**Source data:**
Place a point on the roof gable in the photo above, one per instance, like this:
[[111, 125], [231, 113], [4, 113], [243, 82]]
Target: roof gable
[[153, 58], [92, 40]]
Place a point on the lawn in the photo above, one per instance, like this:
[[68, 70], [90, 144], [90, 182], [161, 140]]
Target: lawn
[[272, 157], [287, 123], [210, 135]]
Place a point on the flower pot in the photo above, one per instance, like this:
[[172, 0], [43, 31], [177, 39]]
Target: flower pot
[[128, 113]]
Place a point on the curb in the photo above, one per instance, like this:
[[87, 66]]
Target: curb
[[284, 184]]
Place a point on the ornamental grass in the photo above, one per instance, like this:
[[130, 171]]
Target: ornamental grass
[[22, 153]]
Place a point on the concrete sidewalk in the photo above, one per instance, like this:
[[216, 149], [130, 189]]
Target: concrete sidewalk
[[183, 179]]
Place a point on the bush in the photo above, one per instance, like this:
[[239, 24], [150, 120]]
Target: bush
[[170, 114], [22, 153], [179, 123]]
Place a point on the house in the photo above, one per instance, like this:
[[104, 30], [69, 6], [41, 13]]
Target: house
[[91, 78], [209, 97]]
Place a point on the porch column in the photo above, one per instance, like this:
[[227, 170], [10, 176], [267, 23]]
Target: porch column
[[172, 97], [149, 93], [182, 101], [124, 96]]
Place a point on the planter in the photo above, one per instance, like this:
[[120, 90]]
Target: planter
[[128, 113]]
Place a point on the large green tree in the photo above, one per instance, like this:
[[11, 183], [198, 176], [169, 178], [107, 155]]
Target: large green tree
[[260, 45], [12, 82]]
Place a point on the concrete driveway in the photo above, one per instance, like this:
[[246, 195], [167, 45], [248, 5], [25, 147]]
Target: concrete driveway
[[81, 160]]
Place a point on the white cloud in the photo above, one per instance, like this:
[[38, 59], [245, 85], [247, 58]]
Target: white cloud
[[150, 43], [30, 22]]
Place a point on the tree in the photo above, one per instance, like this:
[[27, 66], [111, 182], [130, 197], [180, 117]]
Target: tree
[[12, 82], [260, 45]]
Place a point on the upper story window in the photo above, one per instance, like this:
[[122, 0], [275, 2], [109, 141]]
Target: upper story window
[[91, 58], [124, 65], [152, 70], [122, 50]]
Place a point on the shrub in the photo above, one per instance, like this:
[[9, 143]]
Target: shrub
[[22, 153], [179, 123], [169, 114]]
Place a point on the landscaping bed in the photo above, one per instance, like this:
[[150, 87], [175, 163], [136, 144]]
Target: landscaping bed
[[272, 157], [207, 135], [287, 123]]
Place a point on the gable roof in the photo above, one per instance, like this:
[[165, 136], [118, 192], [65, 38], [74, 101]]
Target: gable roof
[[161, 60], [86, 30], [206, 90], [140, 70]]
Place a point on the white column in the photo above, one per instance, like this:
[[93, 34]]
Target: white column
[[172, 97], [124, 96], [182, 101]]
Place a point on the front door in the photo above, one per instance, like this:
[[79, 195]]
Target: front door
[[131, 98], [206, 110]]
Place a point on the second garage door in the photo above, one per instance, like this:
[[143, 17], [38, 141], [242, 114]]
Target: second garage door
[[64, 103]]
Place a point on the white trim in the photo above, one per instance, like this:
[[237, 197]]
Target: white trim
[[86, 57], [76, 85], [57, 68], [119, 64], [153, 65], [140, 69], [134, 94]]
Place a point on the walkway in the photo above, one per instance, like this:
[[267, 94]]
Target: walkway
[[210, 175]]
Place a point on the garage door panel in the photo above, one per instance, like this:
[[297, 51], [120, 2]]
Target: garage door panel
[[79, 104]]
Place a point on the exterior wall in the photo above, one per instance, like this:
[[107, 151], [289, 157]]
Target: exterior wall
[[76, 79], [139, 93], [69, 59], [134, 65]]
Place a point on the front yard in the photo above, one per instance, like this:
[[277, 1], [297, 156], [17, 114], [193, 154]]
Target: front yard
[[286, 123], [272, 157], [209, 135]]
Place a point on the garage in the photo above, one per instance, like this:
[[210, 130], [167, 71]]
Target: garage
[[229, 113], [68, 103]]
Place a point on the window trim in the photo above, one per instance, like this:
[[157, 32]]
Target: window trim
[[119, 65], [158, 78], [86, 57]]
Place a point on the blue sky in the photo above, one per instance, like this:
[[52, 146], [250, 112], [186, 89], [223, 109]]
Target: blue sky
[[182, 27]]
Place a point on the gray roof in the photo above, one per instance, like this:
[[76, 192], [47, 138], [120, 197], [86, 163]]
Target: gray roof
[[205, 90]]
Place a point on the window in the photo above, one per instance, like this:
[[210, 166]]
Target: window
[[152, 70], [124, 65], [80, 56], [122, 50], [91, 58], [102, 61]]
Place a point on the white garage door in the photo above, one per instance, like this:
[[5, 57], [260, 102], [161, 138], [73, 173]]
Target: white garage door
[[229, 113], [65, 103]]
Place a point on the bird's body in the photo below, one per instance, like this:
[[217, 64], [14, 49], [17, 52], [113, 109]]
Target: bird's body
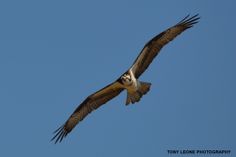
[[128, 81]]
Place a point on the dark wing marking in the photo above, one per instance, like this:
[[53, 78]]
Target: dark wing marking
[[153, 47], [90, 103]]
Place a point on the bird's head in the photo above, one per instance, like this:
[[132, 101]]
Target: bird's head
[[126, 79]]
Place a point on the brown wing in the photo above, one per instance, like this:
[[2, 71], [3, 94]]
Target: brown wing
[[153, 47], [90, 103]]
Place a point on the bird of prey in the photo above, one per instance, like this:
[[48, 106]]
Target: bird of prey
[[127, 81]]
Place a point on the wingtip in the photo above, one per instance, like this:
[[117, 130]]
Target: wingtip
[[60, 134]]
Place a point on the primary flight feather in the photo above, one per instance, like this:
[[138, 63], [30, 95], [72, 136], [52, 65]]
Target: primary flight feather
[[128, 81]]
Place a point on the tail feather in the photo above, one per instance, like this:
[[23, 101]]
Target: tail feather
[[136, 96]]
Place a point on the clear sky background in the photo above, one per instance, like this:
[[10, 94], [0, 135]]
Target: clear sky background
[[53, 54]]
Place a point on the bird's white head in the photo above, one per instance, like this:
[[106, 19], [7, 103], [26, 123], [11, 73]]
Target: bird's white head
[[126, 79]]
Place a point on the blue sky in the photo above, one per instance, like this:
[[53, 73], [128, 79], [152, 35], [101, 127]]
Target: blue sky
[[53, 54]]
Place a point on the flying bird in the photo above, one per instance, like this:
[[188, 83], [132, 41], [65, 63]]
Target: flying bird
[[128, 81]]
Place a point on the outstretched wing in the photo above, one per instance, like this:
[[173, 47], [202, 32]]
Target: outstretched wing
[[153, 47], [90, 103]]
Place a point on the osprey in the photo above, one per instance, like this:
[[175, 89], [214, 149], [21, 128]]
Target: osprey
[[128, 81]]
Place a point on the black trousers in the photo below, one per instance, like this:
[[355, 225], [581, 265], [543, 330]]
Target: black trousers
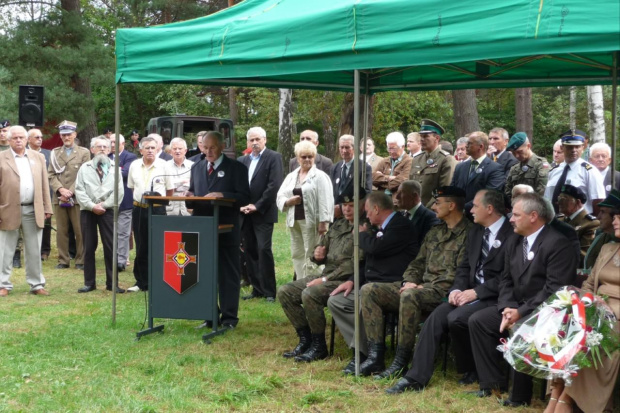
[[259, 257], [89, 222]]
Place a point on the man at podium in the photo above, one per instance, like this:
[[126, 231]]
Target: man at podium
[[221, 177]]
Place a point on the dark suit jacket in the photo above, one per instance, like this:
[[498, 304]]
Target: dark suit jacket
[[526, 286], [492, 267], [264, 186], [337, 172], [231, 179], [491, 176], [388, 255], [322, 162]]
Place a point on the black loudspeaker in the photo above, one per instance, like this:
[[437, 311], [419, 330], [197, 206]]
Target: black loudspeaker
[[31, 106]]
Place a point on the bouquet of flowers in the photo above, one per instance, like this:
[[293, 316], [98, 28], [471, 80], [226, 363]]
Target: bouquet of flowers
[[569, 331]]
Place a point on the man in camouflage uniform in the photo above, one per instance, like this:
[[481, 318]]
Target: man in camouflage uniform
[[572, 211], [531, 169], [303, 300], [433, 167], [426, 282]]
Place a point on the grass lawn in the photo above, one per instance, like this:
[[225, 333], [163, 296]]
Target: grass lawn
[[63, 353]]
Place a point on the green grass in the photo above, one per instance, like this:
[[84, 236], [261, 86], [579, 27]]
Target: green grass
[[62, 353]]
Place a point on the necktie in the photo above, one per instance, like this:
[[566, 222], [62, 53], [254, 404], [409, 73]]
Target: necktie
[[558, 188]]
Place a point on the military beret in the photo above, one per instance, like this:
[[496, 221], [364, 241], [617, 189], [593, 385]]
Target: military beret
[[430, 126], [516, 141], [449, 191], [574, 192], [612, 200]]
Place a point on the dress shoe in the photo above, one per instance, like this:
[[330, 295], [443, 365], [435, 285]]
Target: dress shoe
[[405, 384], [87, 289], [469, 378]]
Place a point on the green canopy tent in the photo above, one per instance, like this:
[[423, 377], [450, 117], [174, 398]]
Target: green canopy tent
[[368, 46]]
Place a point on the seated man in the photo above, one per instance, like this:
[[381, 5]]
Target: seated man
[[387, 248], [303, 300], [475, 287], [426, 282]]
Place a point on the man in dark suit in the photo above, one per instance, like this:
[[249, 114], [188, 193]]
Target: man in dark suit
[[408, 200], [475, 288], [498, 140], [479, 172], [323, 163], [265, 176], [536, 265], [342, 172], [221, 177]]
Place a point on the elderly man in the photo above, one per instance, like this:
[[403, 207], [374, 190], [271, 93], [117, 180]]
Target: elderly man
[[144, 174], [498, 140], [258, 217], [395, 168], [480, 172], [531, 169], [94, 190], [178, 168], [323, 163], [125, 158], [434, 167], [600, 156], [25, 197], [576, 172], [423, 285], [65, 162]]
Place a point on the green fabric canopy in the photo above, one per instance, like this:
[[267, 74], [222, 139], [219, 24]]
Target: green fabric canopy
[[397, 44]]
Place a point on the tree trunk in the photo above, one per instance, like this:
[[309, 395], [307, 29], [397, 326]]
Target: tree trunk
[[596, 114], [465, 112], [285, 136], [523, 112]]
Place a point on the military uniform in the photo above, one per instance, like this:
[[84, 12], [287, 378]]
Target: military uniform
[[533, 173], [432, 171], [433, 268]]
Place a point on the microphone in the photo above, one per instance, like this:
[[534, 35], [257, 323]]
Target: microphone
[[152, 192]]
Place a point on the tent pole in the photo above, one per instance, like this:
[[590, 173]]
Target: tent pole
[[117, 126], [356, 218]]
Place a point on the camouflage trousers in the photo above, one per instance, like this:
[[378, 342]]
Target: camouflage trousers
[[380, 298], [304, 306]]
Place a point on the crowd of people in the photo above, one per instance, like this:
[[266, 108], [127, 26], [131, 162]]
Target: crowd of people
[[468, 243]]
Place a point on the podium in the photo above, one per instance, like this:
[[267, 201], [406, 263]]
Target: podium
[[183, 264]]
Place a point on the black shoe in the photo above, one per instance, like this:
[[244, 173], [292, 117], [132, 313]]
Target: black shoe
[[87, 289], [470, 377], [405, 384]]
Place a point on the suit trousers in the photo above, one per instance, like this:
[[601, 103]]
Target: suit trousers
[[343, 312], [445, 319], [64, 216], [89, 222], [32, 248], [259, 256]]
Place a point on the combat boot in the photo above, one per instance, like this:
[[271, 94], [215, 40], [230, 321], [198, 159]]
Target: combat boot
[[375, 362], [305, 338], [317, 351], [399, 365]]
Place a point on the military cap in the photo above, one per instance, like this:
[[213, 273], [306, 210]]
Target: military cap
[[574, 192], [612, 200], [430, 126], [449, 191], [66, 127], [516, 141]]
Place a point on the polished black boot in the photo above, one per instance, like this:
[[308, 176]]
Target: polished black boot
[[305, 338], [399, 365], [317, 351], [375, 362]]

**TASK DIRECTIONS:**
Reproduce the data above verbatim, from the first line through the line containing "[[153, 58], [92, 40]]", including both of those lines.

**SOLUTION BELOW:**
Place a point on the roof gable in the photo above, one per instance, like this:
[[111, 125], [231, 113], [4, 113], [243, 82]]
Target: roof gable
[[153, 58], [92, 40]]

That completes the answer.